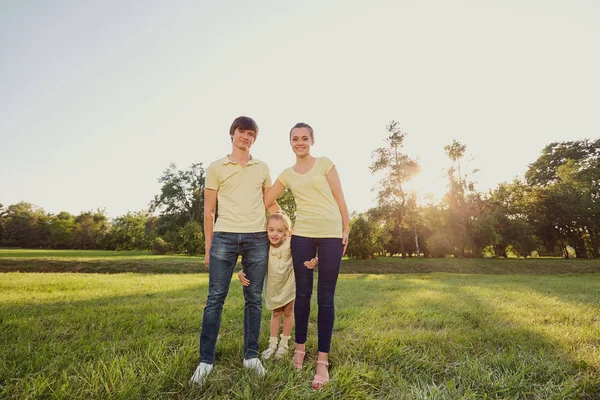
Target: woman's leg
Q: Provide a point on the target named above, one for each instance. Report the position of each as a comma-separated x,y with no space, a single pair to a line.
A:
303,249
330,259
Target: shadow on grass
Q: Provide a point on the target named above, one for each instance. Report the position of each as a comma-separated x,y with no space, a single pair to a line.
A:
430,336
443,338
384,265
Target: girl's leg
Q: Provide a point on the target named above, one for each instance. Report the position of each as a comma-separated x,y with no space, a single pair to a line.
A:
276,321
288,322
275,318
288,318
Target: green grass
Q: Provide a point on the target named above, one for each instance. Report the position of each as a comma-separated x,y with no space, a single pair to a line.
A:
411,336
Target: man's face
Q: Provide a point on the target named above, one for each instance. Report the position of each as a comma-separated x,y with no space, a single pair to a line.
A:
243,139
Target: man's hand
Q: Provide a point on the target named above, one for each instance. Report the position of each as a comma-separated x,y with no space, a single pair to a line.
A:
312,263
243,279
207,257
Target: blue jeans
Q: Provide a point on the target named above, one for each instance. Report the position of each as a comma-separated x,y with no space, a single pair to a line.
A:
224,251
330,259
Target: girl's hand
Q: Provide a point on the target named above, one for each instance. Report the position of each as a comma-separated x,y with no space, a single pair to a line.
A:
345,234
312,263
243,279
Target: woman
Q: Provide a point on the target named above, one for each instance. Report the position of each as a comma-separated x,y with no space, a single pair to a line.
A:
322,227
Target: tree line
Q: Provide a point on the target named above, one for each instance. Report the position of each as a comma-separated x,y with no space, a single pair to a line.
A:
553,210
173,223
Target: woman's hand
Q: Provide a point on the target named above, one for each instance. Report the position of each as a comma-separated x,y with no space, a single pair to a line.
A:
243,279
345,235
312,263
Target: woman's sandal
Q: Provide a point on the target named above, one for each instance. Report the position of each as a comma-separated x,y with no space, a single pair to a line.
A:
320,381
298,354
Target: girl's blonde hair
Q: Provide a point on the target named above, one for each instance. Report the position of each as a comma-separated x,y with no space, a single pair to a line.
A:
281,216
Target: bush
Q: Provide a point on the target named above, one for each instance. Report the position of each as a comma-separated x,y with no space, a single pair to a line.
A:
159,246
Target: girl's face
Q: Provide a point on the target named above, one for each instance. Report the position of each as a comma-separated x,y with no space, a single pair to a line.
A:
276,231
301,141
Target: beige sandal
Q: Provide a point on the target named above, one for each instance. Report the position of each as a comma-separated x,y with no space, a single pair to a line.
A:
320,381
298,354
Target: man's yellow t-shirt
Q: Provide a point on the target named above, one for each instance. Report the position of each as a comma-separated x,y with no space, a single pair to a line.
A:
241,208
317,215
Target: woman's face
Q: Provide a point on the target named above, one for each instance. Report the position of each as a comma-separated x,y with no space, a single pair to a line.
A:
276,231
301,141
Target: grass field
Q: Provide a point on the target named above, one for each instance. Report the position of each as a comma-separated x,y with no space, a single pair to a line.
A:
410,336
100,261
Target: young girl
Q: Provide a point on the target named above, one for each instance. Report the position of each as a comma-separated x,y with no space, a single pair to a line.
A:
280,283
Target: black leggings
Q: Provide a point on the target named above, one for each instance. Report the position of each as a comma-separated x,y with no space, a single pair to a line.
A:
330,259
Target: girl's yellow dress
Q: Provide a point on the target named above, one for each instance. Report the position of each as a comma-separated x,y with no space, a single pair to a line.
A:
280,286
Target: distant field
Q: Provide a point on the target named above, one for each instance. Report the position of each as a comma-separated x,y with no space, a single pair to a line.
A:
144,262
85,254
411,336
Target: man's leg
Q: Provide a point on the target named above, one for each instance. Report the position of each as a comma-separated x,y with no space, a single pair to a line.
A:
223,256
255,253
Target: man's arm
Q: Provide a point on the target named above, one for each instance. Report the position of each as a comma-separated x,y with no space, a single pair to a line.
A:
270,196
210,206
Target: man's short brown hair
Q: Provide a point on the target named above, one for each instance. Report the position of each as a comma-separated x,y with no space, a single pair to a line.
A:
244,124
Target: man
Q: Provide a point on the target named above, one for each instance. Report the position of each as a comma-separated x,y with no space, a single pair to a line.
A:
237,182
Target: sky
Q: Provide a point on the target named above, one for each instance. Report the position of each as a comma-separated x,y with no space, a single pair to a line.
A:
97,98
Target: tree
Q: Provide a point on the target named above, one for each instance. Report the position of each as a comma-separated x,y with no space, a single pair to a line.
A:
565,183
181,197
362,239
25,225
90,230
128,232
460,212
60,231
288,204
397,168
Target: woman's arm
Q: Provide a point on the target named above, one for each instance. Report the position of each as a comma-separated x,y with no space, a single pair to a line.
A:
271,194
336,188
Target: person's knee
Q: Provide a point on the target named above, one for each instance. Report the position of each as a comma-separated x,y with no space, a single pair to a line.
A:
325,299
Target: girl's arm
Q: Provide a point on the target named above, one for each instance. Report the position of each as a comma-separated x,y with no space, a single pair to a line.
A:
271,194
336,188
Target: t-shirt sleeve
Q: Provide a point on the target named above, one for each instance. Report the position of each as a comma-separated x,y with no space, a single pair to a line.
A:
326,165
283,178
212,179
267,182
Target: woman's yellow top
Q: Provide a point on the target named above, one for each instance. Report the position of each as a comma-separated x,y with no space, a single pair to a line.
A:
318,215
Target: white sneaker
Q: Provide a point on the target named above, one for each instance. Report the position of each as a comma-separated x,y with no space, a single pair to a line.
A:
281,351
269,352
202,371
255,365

# # # # #

### [Exercise brief]
Write out every line above exactly as it is, leaving out the pictures.

### [Task solution]
Target: woman's leg
Q: Provide a point on the target named above, one for each instance. Report the position of each as a comma-separated x,y with no space, a single pair to a line.
A:
303,249
330,259
Target: shadow on grass
Q: Provide a point on the target named above, one for each instance. Report the position of each as a comma-separated x,y with no space, a single pair to a line.
A:
430,336
443,338
384,265
Target: girl's leg
Q: Provide a point on the target named above, one for each instance. Report the position of each as a comma-separated x,y with no space, a single pair to a line.
A:
276,321
288,322
275,318
288,318
Target: green grass
Q: Provide a point on the target named above, one for each instance. Report the position of each as a comma-separated x,y with no space, a single pair to a line.
A:
411,336
Target: man's face
Q: Provide a point on the target named above, one for each instance. Report the position of each as a comma-separated x,y with no space, a single pair to a line.
A:
243,139
Target: man's hand
Q: Provide a point on the target named above, one for each instance. Report the position of each as a comma-separated x,y with no space, a single pair to a line.
A:
312,263
243,279
207,257
Target: blue jeans
Q: Provide a point on the target named above, one for each instance. Report the position of each as a comma-separated x,y with no space, a single pair to a line.
A:
224,251
330,259
Target: girl's hand
Q: Provide a point on the target named above, one for each instance. Report the position of each as a comma-separated x,y with no space, a single pair to a line.
A:
345,234
312,263
243,279
Target: woman
Q: Provide a point on the target named above, one for each instance. Report the position of each as a comma-separated x,y with no space, a single pair to a line.
A:
322,227
Target: tree line
Q: Provide a point on the target named above, one for each instance. Report the position of each as a comma-separated x,y with no space, a single pair to a line.
A:
553,210
173,223
Target: woman's hand
Q: Provide a point on the target named above, one for each instance. Report the position of each as a comma-separated x,y with no space, a single pair to a line.
A:
243,279
345,235
312,263
Target: woman's sandal
Q: Provide a point on the target named above, one for each instance. Report the position of each as a comma-separated x,y with no space, a single pair to a line.
A:
320,381
298,354
Target: girl's blonde hair
Q: Provide a point on the target named above, one for each instance. Report the position of each as a comma-separated x,y with no space, a single pair to a line.
A:
281,216
Target: bush
Q: Provide a point on the target named above, one for each instance. Report the position of each as a comma-separated x,y with no space, a single pair to a line.
A:
159,246
Target: girl's face
Q: Provide a point on the target named above, one for each instance. Report the position of each as a comma-separated x,y with no space, a single pair to a line.
A:
276,231
301,141
Target: beige sandal
Q: Provide a point on the target named above, one for each instance. Report the position of each as a comma-separated x,y with no space, a single pair to a line.
A:
320,381
298,354
Target: man's yellow t-shirt
Q: Provide a point on the target named above, one for each instance. Report the position of each as a comma-separated x,y with no space, a single pair to a line.
A:
241,208
317,215
Target: woman's face
Q: Provide a point on the target named above, one for each instance. Report the position of each as a comma-separated x,y with no space, a single pair to a line.
A:
276,231
301,141
Target: grass field
Q: Provide a point on the target named above, one for each instance. Report the position of each as a comma-separated x,y with no space, a single pair to a line.
A:
410,336
100,261
Target: young girl
Q: Provide a point on the target named above, one for each instance. Report the position of each as a comma-separated x,y with no space, a single pair to a line.
A:
280,283
Target: black leggings
Q: Provide a point on the target named above, one for each instance. Report the position of each as a comma-separated x,y with no space, a single pair to a line.
A:
330,259
Target: girl's yellow dress
Q: Provide a point on the target named above, one for each instance. Report the position of each as a comma-separated x,y with no space, a single pair to a line.
A:
280,286
Target: distant field
Q: Provide a point on the target named above, one for each instance. Report the position of each as a comma-separated x,y with no space, a single pair to a line.
A:
144,262
85,254
411,336
Target: man's leg
Q: Provide a point on the target named above, one for each instance. Report the position of each as a comma-separated x,y with no space, a single pair to a line.
A:
223,256
255,253
Target: man's arm
Q: Provide a point on the target named above, one for each instance. Report the position of each as a comma-separated x,y with no space, a single pair to a line.
A:
270,196
210,206
Target: man's short brown hair
Q: Provide a point on the target named above, one for each instance. Report the position of each as a comma-separated x,y with no space, a single pair to a line.
A:
244,124
Target: man
Q: Provide a point on the target named above, one for each instance. Report the position of each as a comma-separated x,y with no space, a single pair to a line.
A:
237,182
Target: sky
Q: Provide a point on the target named above, one for each instance. Report the position of each as a comma-separated x,y with no space, a single pair to a line.
A:
97,98
Target: tree
Q: Provide a point on the target named above, one for each instance. Report the position of each as a comma-separated x,y with no space, a single pair to a line.
A:
565,183
181,197
362,239
25,225
90,230
128,232
460,212
60,231
288,204
397,168
Target: woman's arm
Q: Provide a point on the target named above, one for each instance. Report the position of each as a comma-separated x,y with no space, a single pair to a line.
A:
271,194
336,188
Target: person's knee
Q: Provide a point on the target named above, one for each instance. Report the position of each as a comma-separated x,y with no space, a single pair to a line.
A:
325,299
Target: girl's arm
Q: Provide a point on the target named above, one for each instance. Report the position of each as a comma-separated x,y with no space, a single pair to a line.
A:
271,194
336,188
Target: t-shirt sleeve
Q: Provide a point on the target named above, one for each instance. Report the position of each as a comma-separated x,y with no space, a single pair to a line.
A:
326,165
283,178
212,179
267,182
Target: woman's yellow top
Q: Provide a point on the target named above, one for each instance. Report the position of each as a comma-separated x,y with no space, a single pair to a line.
A:
318,215
Target: white sneaker
Q: Provide a point on the target named above, one for each instance. Report the position of each as a comma-separated x,y with no space, a single pair to a line.
A:
281,351
269,352
202,371
255,365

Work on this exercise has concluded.